• Stated task 1
In the essay on Islam, which son of Abraham is named as the elder?
• Stated task 2
Write a continuation of the essay on Islam, picking up after its final sentence.

───── Selected extract

What’s Wrong with Islam?

Flashback: Wednesday, August 23, 2006

by Viz
 

The simple answer is that nothing is wrong with the way in which most people today practise Islam, one of the three best known of the “monotheistic” faiths.

Islam at once appears to be both the youngest and oldest child of the Abrahamic tradition. Ishmael was the elder son of Abraham, Isaac being the younger, but Islam (as defined by Mohammed) developed after the movement that many would describe as the first significant descendant of Judaism, Christianity.

Before I proceed, let me undermine that basic premise by pointing out that the Brahmin tradition of Hinduism and the Taoist tradition of Buddhism can both trace their roots to the influx of Jews into Asia after the Babylonian exile period. In that sense, both Christianity and Islam would be relative late-comers to the Ibrahimin fold. Likewise, the primary faith of the Persians, Zoroastrianism, would also take a sharp turn in a more monotheistic direction with the arrival of the enslaved Israelite tribes following the assumption of Darius’ Median empire by the Persians. Darius had taken up the reins from the Babylonians who had conquered Jerusalem under Nebuchadnezzar a little earlier in that same 6th century BCE and carted off all those slaves.

There are more examples, but here we can see that the vast majority of the world’s population (Jews, Christians, Zoroastrians, Buddhists, Hindus, Muslims) have had their cultures shaped by their interaction with the family of Abraham, with about 50% of the world still openly tracing its heritage to that lineage: Christianity (2.2B), Islam (1.4B) and Jews (12-18M).

The problem seems not to be that we don’t have enough in common, but in the interpretation of that common heritage.

When the hadiths talk of the end times and speak of the trees and rocks saying: “Muslim, behind me is a Jew. Come and kill him.”…that is not to say that Muslims are bound to such terrible actions as a matter of faith. Quite the opposite. The hadith is saying that in the time of judgment there will be a persecution of Jews, such that they will have nowhere to hide. We saw this in the last century with the persecution and attempted anihilation of the Jews by the Nazis, as they could find no place to hide. And yet we hear some imams calling for the destruction of Israel and the murder of Jews every Friday, citing these hadiths as if they were a licence to kill. Ironically, the Qur’an makes it quite clear that a prerequisite for the fulfillment of its scripture is that the Jews will be returned to the land noted in the Qur’an itself.

Islam is, in many ways, the religion most closely resembling Judaism. The Qur’an features a line-up of prophets that are exclusively Jewish, including Mohammed, who traced his own lineage from Ishmael, son of Abraham, who was circumcised in the skin at Moriah; hence, a Jew.

Like Judaism, Islam is intensely monotheistic, rejecting Jesus as a deity, though, unlike Judaism, it welcomes him as a prophet…and anticipates his return at the end of days, or Qiyaama. All three religions agree that Jesus was a Jew, and Islam and Christianity both agree that he’ll still be a Jew when he returns. Even the Mahdi, it is said, will be a Jew.

──────────
───── Material provided

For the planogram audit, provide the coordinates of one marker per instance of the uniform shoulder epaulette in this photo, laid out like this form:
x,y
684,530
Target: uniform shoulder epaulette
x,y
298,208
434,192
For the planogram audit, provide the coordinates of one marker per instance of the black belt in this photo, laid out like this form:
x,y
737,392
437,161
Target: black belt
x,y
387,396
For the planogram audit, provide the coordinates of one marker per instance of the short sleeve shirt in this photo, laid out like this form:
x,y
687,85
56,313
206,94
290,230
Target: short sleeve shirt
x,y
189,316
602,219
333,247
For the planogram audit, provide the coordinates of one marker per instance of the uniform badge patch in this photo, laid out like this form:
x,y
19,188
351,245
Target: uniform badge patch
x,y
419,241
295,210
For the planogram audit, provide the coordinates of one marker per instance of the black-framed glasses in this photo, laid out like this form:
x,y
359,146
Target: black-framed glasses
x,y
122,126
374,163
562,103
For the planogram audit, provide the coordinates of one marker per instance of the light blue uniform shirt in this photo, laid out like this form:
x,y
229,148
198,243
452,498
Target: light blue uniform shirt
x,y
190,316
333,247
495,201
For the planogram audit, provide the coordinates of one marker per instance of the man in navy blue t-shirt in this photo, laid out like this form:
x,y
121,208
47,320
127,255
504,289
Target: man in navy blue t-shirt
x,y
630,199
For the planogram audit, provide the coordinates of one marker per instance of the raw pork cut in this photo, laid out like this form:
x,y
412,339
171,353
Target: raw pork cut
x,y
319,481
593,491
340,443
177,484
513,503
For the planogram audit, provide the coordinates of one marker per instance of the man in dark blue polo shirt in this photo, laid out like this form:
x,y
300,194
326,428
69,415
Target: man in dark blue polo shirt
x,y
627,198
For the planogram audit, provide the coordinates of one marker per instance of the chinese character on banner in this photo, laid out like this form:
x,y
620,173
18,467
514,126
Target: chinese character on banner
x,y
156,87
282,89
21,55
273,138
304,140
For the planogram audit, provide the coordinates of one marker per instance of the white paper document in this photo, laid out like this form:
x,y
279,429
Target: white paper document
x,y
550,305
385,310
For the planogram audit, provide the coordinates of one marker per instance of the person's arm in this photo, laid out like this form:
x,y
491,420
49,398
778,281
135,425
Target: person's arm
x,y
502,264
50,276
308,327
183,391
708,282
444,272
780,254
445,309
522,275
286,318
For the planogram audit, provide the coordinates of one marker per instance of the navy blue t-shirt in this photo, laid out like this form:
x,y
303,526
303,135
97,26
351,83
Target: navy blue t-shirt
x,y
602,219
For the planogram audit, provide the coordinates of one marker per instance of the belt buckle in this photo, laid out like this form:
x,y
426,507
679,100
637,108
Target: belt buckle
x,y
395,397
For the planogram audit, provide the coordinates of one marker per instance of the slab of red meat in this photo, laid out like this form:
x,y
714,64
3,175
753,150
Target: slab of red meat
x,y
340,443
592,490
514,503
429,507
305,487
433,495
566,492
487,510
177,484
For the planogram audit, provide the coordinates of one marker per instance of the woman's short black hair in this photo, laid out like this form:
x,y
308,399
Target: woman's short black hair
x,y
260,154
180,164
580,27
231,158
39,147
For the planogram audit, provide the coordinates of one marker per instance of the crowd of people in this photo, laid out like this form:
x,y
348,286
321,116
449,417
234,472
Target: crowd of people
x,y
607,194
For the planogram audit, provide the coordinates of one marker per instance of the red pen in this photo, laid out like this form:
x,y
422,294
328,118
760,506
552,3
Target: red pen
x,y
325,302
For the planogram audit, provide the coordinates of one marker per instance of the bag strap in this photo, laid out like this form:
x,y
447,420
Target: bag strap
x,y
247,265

──────────

• Exercise output 1
Ishmael

• Exercise output 2
So, how is it that radical Islamic preachers can advocate the killing of Jews? What’s wrong with this picture?

Religion has been used for millennia as an actuator for social change. We are seeing the negative side of this in radical Islam today. We saw it, albeit in a more positive light, in Poland when the Roman Church was instrumental in the downfall of the Communist movement in Eastern Europe. We saw it in the spread of Christian “Liberation Theology” in Central America, the correctness of which is still debated within the church. We saw it in the time of Mohammed, and in the time of Jesus. We saw it in every revolt against the Greek and Roman empires in the Middle East.

That religion can be a motivating force in people’s lives should not be an indictment against religion lest we are prepared to also throw away the ancient knowledge that is encoded in those traditions.

It is the interpretation of these ideas, these concepts, these traditions, that needs to be discussed. For it is only in their mutual examination that we can bring about peace without the need for the precursor of looming total destruction.

The trick is not to convert people between faiths, but to help them become better role models within their individual faiths. Just as the rainforests are a seminal trust of biodiversity for this planet, so are the various faiths of man a reservoir for all the aspects of his divine nature.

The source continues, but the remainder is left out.